Text under study
*** Block opens ***
Immediately my right foot felt so much better…like everything flowed the way they should. Not so rigid if that makes sense. So I went the following day to have my left (surgery side) worked on. I walked out feeling tons better. Sesamoids are still a tiny bit sore, but overall I’m back to walking up to 5 miles a day without much pain.
Now back to how I got sesamoiditis in the first place: I had genetic hip impingement. In December of 2014 I had arthroscopic hip surgery, which was a success. I never used crutches post op because the swinging motion was too painful. So I just walked a little funky. Like a gangsta grandma limp ha! Well 2 months of walking like that and increasing the distance, made the sesamoid in my right foot an angry elf. A few months later after babying it, my left foot decided to join the party. Sesamoid protest, party of two.
So the sesamoiditis/stiff joints in my feet, all circled back to the hip issue. Again. I’m still struggling to find balance in rebuilding strength in the hip, legs & feet because ironically they all require each other to function properly and not hurt to do the exercises.
*** Block closes ***
Records from a data source
*** Block opens ***
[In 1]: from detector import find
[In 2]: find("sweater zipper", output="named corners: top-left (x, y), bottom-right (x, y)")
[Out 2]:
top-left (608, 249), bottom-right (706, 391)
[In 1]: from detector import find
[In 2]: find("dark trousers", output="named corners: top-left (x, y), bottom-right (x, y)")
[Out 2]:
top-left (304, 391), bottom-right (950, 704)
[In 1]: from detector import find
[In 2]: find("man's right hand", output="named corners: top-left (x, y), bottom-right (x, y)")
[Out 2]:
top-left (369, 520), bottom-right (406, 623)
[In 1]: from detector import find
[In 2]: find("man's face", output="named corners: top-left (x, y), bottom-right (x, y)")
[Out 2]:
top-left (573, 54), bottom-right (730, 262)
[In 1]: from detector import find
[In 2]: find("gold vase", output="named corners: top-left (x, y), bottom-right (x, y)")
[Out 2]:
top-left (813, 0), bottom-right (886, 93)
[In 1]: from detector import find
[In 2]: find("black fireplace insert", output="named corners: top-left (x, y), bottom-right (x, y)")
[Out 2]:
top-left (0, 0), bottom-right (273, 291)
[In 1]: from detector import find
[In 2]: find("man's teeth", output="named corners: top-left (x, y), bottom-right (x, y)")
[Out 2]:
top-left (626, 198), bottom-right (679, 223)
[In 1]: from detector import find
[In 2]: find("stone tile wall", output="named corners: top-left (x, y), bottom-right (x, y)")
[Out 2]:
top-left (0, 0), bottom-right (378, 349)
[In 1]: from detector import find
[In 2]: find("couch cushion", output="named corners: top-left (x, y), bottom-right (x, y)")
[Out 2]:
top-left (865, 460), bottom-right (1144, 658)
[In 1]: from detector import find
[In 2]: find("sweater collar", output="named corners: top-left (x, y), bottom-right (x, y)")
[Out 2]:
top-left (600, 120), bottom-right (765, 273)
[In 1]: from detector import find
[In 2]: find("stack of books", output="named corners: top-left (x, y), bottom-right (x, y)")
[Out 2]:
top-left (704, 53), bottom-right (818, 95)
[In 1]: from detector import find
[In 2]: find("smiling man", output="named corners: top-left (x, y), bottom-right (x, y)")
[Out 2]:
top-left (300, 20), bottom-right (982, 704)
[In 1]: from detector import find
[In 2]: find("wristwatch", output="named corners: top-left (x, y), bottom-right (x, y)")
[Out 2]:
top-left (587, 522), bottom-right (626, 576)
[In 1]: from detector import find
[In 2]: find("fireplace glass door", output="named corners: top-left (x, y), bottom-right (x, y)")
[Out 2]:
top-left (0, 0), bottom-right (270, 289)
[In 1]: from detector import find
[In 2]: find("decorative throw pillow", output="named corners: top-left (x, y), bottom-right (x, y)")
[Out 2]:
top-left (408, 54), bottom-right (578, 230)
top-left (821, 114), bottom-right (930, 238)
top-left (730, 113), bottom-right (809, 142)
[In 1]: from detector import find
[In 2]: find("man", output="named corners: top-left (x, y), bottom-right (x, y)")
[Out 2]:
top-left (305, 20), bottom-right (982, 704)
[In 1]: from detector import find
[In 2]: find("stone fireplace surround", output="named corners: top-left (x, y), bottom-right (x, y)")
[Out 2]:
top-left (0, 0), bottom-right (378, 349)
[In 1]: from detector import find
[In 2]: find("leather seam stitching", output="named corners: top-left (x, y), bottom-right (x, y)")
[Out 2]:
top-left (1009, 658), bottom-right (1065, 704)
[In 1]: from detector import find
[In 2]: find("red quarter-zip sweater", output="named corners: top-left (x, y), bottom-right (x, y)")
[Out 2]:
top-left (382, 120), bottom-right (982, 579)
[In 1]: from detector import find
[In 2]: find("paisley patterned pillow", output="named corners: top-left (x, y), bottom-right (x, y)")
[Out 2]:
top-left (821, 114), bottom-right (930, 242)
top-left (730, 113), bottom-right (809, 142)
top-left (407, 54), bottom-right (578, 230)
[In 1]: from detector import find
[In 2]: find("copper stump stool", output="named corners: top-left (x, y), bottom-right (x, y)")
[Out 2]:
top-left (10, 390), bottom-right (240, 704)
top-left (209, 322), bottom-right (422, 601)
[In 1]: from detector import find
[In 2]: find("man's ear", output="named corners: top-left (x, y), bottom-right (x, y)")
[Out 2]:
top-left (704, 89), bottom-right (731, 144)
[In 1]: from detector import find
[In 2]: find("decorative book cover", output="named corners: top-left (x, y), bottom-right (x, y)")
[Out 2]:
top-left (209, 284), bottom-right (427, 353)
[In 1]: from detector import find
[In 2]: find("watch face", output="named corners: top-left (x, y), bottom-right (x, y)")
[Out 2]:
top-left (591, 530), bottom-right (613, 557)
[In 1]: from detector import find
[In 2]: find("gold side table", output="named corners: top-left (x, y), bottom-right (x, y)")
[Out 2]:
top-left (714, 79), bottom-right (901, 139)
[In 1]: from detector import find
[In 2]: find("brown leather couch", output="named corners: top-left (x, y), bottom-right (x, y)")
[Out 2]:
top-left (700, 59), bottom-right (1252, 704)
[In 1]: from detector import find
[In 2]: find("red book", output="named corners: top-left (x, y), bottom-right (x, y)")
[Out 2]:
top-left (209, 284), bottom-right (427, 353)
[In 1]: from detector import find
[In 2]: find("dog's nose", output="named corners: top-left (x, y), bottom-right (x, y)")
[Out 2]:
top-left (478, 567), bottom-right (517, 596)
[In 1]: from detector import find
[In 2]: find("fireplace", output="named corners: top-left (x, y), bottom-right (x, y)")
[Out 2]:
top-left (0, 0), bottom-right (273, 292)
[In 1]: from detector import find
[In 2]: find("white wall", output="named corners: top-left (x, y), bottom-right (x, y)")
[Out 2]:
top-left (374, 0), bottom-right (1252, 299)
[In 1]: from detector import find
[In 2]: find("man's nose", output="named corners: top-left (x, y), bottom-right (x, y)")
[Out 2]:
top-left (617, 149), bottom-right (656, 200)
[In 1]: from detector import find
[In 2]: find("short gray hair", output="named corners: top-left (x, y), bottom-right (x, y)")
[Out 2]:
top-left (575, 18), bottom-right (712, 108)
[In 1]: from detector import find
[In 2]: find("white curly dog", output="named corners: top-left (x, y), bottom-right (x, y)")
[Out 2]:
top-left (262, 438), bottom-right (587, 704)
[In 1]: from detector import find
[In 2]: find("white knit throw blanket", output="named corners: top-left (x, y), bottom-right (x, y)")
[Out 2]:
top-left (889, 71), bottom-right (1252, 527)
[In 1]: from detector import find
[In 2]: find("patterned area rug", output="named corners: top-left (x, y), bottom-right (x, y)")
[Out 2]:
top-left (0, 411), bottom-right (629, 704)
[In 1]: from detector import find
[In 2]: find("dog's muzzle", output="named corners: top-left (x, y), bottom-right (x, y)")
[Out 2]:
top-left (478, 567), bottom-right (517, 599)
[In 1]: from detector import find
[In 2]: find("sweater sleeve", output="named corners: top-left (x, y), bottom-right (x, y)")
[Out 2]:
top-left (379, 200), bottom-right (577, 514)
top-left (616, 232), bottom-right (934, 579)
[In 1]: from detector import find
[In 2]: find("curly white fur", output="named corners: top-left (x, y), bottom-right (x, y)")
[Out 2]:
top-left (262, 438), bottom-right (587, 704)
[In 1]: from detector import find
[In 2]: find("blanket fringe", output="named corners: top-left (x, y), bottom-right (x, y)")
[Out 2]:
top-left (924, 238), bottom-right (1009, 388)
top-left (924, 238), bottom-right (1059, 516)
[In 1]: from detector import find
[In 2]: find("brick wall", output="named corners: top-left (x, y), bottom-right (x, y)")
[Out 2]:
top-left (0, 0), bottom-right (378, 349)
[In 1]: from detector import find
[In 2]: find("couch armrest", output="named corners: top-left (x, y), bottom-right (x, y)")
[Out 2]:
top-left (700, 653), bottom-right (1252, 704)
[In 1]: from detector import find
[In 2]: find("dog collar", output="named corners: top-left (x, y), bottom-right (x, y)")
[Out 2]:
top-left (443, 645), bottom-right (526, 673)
*** Block closes ***
Exercises
1) Answer these questions using the text about sesamoiditis.
(a) How far does the writer now walk each day?
(b) In what month and year did the hip surgery take place?
(c) Why did the writer never use crutches after the operation?
2) Copy the passage of the text about sesamoiditis starting at "Immediately my right" and ending at "without much pain.".
3) Continue the text about sesamoiditis, beginning after its final sentence.

Responses for each task
1)
(a) Up to 5 miles a day.
(b) December of 2014.
(c) The swinging motion was too painful.

2)
Immediately my right foot felt so much better…like everything flowed the way they should. Not so rigid if that makes sense. So I went the following day to have my left (surgery side) worked on. I walked out feeling tons better. Sesamoids are still a tiny bit sore, but overall I’m back to walking up to 5 miles a day without much pain.

3)
So if you are dealing with sesamoiditis, I would highly recommend physical therapy. In my experience, it is highly likely your sesamoid issues are actually caused by an imbalance somewhere along the chain. All it takes is an imbalance to cause your foot to overcompensate for it.
Just my 2 cents fo free.
****Edited again to add video link as of 2/7/17*****
- Due to popular request, this is the video my husband used to make inserts to sort of float, the sesamoid area. It offsets pressure to other parts of the foot.
Things that did not work or help me:
- The boot. In 2014, a podiatrist (who misdiagnosed me with a stress fractured sesamoid) put me in a boot for 9 weeks. It caused more damage than anything else. Thankfully I got a second opinion and was told to immediately stop wearing the boot because I had such low circulation in my foot, it was shutting down. I literally walked out of his office bootless and went straight to physical therapy. I spent over 2 hours in PT that day and my foot felt so much better because of it.
This is what my foot looked like for several weeks being in the boot, before PT:
I ran the boot idea by Dr.Saxena when I first met with him in 2016, and his opinion was to not put me in a boot, because as soon as I got out of it, the sesamoids would likely flare up again. He recommended proper shoes and staying below my pain threshold. So along with EPAT Therapy, that’s what I did. Well for the most part…I just love to walk. Ha!
I realize the boot thing is highly controversial, so by all means, please take my experience with a grain of sea salt and do what’s right for you.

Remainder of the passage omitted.